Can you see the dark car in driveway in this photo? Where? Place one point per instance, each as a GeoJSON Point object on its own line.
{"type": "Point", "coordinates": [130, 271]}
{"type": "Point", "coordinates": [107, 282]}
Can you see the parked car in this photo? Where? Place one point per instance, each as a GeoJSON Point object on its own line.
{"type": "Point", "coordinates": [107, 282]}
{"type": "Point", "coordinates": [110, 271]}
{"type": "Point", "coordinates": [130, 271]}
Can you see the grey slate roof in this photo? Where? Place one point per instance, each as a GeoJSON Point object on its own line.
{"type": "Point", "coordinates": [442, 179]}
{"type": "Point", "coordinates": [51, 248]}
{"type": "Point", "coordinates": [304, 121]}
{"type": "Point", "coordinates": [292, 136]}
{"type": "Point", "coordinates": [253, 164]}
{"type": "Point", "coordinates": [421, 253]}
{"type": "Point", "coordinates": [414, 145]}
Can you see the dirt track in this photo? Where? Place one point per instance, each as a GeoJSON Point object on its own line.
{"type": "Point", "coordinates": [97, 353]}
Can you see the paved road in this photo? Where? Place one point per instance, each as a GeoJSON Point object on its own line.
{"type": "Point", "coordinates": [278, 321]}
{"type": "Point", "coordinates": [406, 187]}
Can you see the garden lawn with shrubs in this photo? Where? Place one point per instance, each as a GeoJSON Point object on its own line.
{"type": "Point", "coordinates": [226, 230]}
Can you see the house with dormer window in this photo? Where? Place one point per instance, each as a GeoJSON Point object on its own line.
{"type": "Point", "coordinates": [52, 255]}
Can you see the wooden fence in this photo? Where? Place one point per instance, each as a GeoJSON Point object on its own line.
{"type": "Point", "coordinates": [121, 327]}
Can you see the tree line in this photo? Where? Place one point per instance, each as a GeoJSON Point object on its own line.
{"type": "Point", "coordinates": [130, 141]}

::::

Copy the material above verbatim.

• _Result of the exercise_:
Can you see the dark car in driveway in this photo? Where? Place one point per instance, each as a GeoJSON Point object on its own line.
{"type": "Point", "coordinates": [130, 271]}
{"type": "Point", "coordinates": [107, 282]}
Can you see the parked car in this photo? Where? Place one point per instance, each as a GeoJSON Point object on its own line.
{"type": "Point", "coordinates": [107, 282]}
{"type": "Point", "coordinates": [110, 271]}
{"type": "Point", "coordinates": [130, 271]}
Can you see the grey slate roof in this photo? Where? Place one point per instance, each as a GeoJSON Point object on its own line.
{"type": "Point", "coordinates": [442, 179]}
{"type": "Point", "coordinates": [51, 248]}
{"type": "Point", "coordinates": [304, 121]}
{"type": "Point", "coordinates": [292, 136]}
{"type": "Point", "coordinates": [253, 164]}
{"type": "Point", "coordinates": [421, 253]}
{"type": "Point", "coordinates": [414, 145]}
Can you see the dirt track in this photo? Where? Place one point per instance, each as a GeoJSON Point object on its own line.
{"type": "Point", "coordinates": [97, 353]}
Can you see the paved road in this photo? Where? Place one point per instance, each as a GeoJSON Point object on its own line.
{"type": "Point", "coordinates": [278, 321]}
{"type": "Point", "coordinates": [406, 187]}
Can you see the garden lawn with shrubs in this photo? Where? Place one point per instance, each as a GeoJSON Point object on its own line.
{"type": "Point", "coordinates": [226, 230]}
Can you see the house with dormer window in this photo? Where? Place one point per instance, each as a GeoJSON Point object on its own line.
{"type": "Point", "coordinates": [52, 255]}
Can you see the wooden fence in this photo? Where? Place one point per instance, each as a GeoJSON Point object on its own line.
{"type": "Point", "coordinates": [121, 327]}
Can you see the tree line in this photo? Where? Place one point per instance, each as a GeoJSON Point object on its own line.
{"type": "Point", "coordinates": [130, 141]}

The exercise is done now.